■ **Quoted passage**

───

Of a score of solemn old buildings the most imposing is the residence of the governor on the middle of the three hills. Higher still stands a grim tower known as “Blackbeard’s Castle,” about which cling many legends, but no other certainty than that it was built by a turbulent colonist of long ago, who was credited, justly no doubt, since that clan has not wholly died out in St. Thomas to this day, with being a pirate. But this structure is of slight interest to the average visitor compared to a similar one on the eastern hill, reputed far and wide as the original “Bluebeard’s Castle.” Just how it gained this reputation is not easily apparent, for its real history is almost an open book. Built by the Danish government in 1700 as a fort, probably to overawe the slaves in the town below, it remained the property of the king until a century ago, when it fell into private hands. If any other proof of its entirely unromantic character is needed, it is sufficient to know that it now belongs to an Episcopal clergyman living in Brooklyn!

───

■ **Record excerpts**
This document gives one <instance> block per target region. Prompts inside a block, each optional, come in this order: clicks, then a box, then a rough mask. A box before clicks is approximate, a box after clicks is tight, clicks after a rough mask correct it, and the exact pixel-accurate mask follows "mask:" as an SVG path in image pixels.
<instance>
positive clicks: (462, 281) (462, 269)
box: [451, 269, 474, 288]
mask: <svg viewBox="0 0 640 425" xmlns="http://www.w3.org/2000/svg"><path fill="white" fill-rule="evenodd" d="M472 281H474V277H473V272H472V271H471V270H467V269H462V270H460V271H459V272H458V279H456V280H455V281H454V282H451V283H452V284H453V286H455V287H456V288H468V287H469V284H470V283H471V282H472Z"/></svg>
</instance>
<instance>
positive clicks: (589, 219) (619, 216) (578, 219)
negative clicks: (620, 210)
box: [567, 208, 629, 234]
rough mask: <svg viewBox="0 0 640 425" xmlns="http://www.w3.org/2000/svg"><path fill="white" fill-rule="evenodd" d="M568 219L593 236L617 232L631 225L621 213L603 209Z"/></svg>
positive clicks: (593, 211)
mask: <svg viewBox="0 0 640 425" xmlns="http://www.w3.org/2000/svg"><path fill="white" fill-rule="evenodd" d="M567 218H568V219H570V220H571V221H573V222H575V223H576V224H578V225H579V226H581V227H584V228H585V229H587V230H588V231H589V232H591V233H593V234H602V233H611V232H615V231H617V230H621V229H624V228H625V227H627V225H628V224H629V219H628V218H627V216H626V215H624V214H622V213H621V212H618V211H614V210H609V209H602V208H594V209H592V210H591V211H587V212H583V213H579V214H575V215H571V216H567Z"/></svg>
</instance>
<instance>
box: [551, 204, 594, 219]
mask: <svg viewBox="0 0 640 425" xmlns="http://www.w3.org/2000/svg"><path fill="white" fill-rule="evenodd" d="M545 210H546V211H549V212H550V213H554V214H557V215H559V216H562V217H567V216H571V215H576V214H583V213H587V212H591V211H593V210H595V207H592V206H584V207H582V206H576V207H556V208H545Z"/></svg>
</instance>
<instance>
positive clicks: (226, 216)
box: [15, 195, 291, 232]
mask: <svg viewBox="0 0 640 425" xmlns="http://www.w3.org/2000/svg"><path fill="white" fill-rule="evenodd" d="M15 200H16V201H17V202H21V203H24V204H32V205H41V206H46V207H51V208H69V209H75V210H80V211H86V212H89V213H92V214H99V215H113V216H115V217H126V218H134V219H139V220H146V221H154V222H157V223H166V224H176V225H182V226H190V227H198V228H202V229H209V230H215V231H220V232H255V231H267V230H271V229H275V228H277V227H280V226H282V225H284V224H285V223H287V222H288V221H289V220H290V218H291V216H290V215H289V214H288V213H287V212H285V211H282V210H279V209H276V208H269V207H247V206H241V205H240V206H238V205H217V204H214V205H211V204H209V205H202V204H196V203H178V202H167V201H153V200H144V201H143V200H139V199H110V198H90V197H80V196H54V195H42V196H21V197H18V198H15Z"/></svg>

───

■ **Work instructions**
In the passage about the old buildings of St. Thomas, who built the structure on the eastern hill known as "Bluebeard's Castle," and in what year?

■ **Task response**
The Danish government built it in 1700.